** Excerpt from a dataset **
▼

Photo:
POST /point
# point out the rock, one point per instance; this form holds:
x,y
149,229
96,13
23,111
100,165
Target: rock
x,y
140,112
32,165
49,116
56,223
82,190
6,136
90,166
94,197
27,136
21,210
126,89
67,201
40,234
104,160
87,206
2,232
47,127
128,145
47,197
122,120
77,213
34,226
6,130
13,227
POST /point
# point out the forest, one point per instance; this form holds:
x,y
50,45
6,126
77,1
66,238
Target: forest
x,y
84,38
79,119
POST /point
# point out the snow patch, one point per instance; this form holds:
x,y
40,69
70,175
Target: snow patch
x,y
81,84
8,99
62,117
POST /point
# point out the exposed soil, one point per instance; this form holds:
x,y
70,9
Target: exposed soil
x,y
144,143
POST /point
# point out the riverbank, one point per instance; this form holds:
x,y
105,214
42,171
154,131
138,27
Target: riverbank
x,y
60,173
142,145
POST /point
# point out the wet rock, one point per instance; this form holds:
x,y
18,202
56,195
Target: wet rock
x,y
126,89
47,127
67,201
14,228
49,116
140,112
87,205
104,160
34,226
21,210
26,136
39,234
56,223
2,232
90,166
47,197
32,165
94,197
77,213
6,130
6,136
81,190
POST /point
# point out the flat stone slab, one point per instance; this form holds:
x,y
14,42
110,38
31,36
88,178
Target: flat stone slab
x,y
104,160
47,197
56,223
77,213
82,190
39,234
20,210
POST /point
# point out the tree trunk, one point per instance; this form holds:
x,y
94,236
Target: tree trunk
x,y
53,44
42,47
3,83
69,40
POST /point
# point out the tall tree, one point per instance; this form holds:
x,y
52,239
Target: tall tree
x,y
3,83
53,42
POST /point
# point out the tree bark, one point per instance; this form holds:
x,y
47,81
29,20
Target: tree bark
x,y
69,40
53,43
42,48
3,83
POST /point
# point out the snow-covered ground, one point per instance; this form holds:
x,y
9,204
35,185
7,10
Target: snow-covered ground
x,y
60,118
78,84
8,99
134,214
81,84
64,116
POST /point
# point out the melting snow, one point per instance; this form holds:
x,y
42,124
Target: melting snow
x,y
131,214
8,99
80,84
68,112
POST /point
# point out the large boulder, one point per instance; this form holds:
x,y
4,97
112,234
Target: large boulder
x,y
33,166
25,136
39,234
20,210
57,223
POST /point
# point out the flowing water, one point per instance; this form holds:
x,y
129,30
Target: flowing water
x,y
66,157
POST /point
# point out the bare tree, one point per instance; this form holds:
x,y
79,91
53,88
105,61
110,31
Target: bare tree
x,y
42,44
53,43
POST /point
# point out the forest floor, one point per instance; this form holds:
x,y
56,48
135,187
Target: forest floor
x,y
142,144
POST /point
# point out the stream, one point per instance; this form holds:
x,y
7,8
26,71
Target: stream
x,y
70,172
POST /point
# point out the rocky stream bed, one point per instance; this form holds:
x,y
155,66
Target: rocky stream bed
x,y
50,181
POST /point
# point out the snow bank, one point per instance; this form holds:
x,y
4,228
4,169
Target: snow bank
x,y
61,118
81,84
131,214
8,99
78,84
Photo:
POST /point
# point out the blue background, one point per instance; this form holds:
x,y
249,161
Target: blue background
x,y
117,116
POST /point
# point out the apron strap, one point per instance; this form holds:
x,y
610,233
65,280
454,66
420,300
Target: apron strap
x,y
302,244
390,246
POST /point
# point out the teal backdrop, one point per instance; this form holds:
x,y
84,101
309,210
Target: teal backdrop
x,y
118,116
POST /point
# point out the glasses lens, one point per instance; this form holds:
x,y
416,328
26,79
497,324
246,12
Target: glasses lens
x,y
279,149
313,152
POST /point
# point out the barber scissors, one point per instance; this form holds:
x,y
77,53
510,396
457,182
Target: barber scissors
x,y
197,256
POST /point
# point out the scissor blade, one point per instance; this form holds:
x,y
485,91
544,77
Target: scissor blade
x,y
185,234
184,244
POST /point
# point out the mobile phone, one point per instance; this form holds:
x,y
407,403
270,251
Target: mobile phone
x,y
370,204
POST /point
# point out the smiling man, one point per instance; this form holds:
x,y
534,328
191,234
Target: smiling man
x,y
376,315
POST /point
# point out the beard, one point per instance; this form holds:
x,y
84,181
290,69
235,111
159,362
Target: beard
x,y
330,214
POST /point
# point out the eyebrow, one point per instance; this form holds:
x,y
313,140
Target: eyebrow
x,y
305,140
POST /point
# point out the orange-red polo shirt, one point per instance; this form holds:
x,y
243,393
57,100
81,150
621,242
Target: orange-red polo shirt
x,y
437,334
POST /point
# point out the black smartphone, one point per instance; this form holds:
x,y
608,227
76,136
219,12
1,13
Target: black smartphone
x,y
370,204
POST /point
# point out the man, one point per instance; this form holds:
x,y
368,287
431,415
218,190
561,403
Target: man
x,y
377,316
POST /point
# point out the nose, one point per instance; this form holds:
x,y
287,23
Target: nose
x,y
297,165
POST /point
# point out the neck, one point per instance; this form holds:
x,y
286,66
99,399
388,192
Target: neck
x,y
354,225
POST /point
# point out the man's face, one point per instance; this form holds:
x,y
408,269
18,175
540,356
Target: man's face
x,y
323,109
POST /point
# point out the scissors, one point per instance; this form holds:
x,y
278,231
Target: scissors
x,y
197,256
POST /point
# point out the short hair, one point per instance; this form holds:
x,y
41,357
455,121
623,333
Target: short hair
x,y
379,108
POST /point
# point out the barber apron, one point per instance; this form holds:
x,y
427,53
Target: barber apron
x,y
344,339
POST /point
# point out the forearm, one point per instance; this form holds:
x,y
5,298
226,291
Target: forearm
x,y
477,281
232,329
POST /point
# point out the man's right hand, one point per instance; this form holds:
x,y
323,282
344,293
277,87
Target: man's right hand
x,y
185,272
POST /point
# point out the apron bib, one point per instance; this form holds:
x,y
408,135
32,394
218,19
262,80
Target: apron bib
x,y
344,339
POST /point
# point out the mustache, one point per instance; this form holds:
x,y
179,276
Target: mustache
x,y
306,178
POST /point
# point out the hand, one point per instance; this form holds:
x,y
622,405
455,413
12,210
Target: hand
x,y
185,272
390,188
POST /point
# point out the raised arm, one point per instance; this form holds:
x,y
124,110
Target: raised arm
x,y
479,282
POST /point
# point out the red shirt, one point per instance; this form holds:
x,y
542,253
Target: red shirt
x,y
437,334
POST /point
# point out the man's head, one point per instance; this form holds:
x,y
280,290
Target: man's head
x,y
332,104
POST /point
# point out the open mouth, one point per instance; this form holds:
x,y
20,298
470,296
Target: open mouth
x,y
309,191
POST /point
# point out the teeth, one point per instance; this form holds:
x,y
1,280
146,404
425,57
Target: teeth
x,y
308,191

▲

** What is expected **
Using the listing above, retype each line exactly.

** Solution to this exercise **
Photo:
POST /point
# point out the rock, one point per instance; this form holds:
x,y
149,229
96,13
23,111
100,165
Target: rock
x,y
140,112
32,165
49,116
56,223
82,190
6,136
90,166
94,197
27,136
21,210
126,89
67,201
40,234
104,160
87,206
2,232
47,127
128,145
47,197
122,120
77,213
34,226
6,130
13,227
POST /point
# point out the forest, one point per instance; this form holds:
x,y
50,45
6,126
77,1
66,238
Target: forest
x,y
84,38
79,119
POST /point
# point out the snow patch, one point per instance; this form holds:
x,y
40,69
70,175
Target: snow patch
x,y
81,84
8,99
62,117
POST /point
# point out the exposed soil, one point per instance; this form holds:
x,y
70,9
Target: exposed soil
x,y
144,143
POST /point
# point out the riverbank, one point per instance; this form holds:
x,y
105,214
42,171
154,131
138,27
Target: riverbank
x,y
60,173
142,145
POST /point
# point out the wet rock, one point per instance; this form holds:
x,y
18,202
56,195
Target: wet rock
x,y
126,89
47,127
67,201
14,228
49,116
140,112
87,205
104,160
34,226
21,210
26,136
39,234
56,223
2,232
90,166
47,197
32,165
94,197
77,213
6,130
6,136
81,190
POST /point
# point out the flat stone slab, one point per instance; this form holds:
x,y
14,42
110,38
31,36
88,178
Target: flat stone slab
x,y
104,160
47,197
56,223
77,213
82,190
39,234
20,210
POST /point
# point out the tree trunk, one point per instance; this form holds:
x,y
94,236
Target: tree trunk
x,y
53,44
42,47
3,83
69,40
POST /point
# point out the tall tree, one point per instance; this form holds:
x,y
52,239
Target: tall tree
x,y
3,83
53,42
POST /point
# point out the tree bark, one point per instance; this form holds:
x,y
47,81
29,20
Target: tree bark
x,y
69,40
53,43
42,48
3,83
POST /point
# point out the snow-covered ground, one point per instance; this form holds:
x,y
9,204
35,185
7,10
Target: snow-covered ground
x,y
60,118
78,84
8,99
134,214
81,84
64,116
POST /point
# point out the melting snow, one point per instance; this form holds:
x,y
42,124
Target: melting snow
x,y
131,214
8,99
80,84
68,112
POST /point
# point out the large boulder, one point per instance; this form holds:
x,y
4,97
112,234
Target: large boulder
x,y
33,166
25,136
39,234
20,210
57,223
POST /point
# point out the flowing water, one point per instance; this form holds:
x,y
129,30
Target: flowing water
x,y
66,157
POST /point
# point out the bare tree, one point per instance; this form holds:
x,y
79,91
53,88
105,61
110,31
Target: bare tree
x,y
42,44
53,43
POST /point
# point out the forest floor, one point per instance; this form holds:
x,y
56,48
135,187
Target: forest floor
x,y
142,144
POST /point
# point out the stream, one point per instance; this form holds:
x,y
7,8
26,71
Target: stream
x,y
70,172
POST /point
# point out the rocky stream bed, one point per instance; this form holds:
x,y
155,66
Target: rocky stream bed
x,y
50,181
POST /point
# point out the snow bank, one point per instance; this form holds:
x,y
4,228
4,169
Target: snow bank
x,y
61,118
81,84
131,214
8,99
78,84
Photo:
POST /point
# point out the blue background, one point per instance; this form holds:
x,y
249,161
Target: blue background
x,y
117,116
POST /point
# point out the apron strap, one point per instance; this form holds:
x,y
610,233
65,280
454,66
420,300
Target: apron strap
x,y
302,244
390,246
POST /point
# point out the teal backdrop, one point per instance; this form holds:
x,y
84,101
309,210
Target: teal backdrop
x,y
118,116
POST /point
# point out the glasses lens, one point per instance; this form holds:
x,y
416,328
26,79
497,324
246,12
Target: glasses lens
x,y
279,149
313,152
POST /point
# point out the barber scissors, one point per instance; this form holds:
x,y
77,53
510,396
457,182
Target: barber scissors
x,y
197,256
POST /point
# point out the scissor blade, one point per instance; this form holds:
x,y
485,91
544,77
Target: scissor blade
x,y
185,234
184,244
POST /point
# point out the mobile phone, one point per instance; this form holds:
x,y
407,403
270,251
Target: mobile phone
x,y
370,204
POST /point
# point out the smiling man, one point per instance; this form holds:
x,y
534,328
191,234
Target: smiling man
x,y
376,315
POST /point
# point out the beard, one point per instance; this form holds:
x,y
84,181
290,69
235,111
159,362
Target: beard
x,y
330,214
POST /point
# point out the eyebrow, one point per instance; this form holds:
x,y
313,140
Target: eyebrow
x,y
305,140
POST /point
# point out the orange-red polo shirt, one point per instance; this form holds:
x,y
243,393
57,100
81,150
621,242
Target: orange-red polo shirt
x,y
437,334
POST /point
# point out the black smartphone, one point per instance; this form holds:
x,y
608,227
76,136
219,12
1,13
Target: black smartphone
x,y
370,204
POST /point
# point out the man, one point per instance; this form holds:
x,y
368,287
431,415
218,190
561,403
Target: man
x,y
377,316
POST /point
# point out the nose, one point per instance; this form holds:
x,y
287,23
Target: nose
x,y
297,165
POST /point
# point out the neck, one point per instance; this form holds:
x,y
286,66
99,399
388,192
Target: neck
x,y
354,225
POST /point
# point out the man's face, one point per instance; this form holds:
x,y
408,269
18,175
540,356
Target: man's face
x,y
323,109
POST /point
# point out the scissors, one point per instance; this form holds:
x,y
278,231
Target: scissors
x,y
197,256
POST /point
# point out the short hair, one point per instance; this form holds:
x,y
41,357
455,121
623,333
Target: short hair
x,y
379,108
POST /point
# point out the barber apron, one point per instance; this form holds:
x,y
427,53
Target: barber apron
x,y
344,339
POST /point
# point out the forearm, one point per instance; this form holds:
x,y
5,298
226,291
Target: forearm
x,y
477,281
232,329
POST /point
# point out the man's right hand, one point per instance; this form holds:
x,y
323,282
344,293
277,87
Target: man's right hand
x,y
185,272
POST /point
# point out the apron bib, one point per instance; this form holds:
x,y
408,135
32,394
218,19
262,80
Target: apron bib
x,y
344,339
POST /point
# point out the mustache, one point per instance; this form holds:
x,y
179,276
Target: mustache
x,y
306,178
POST /point
# point out the hand, one point per instance; this form holds:
x,y
622,405
455,413
12,210
Target: hand
x,y
185,272
390,188
POST /point
# point out the raised arm, one point per instance; this form holds:
x,y
124,110
Target: raised arm
x,y
479,282
POST /point
# point out the red shirt, one point per instance; this form holds:
x,y
542,253
Target: red shirt
x,y
437,334
POST /point
# point out the man's head, one point per instance; this form holds:
x,y
280,290
Target: man's head
x,y
332,104
POST /point
# point out the open mouth, one point per instance; this form holds:
x,y
20,298
470,296
Target: open mouth
x,y
309,191
POST /point
# point out the teeth, one point per instance; this form holds:
x,y
1,280
146,404
425,57
Target: teeth
x,y
308,191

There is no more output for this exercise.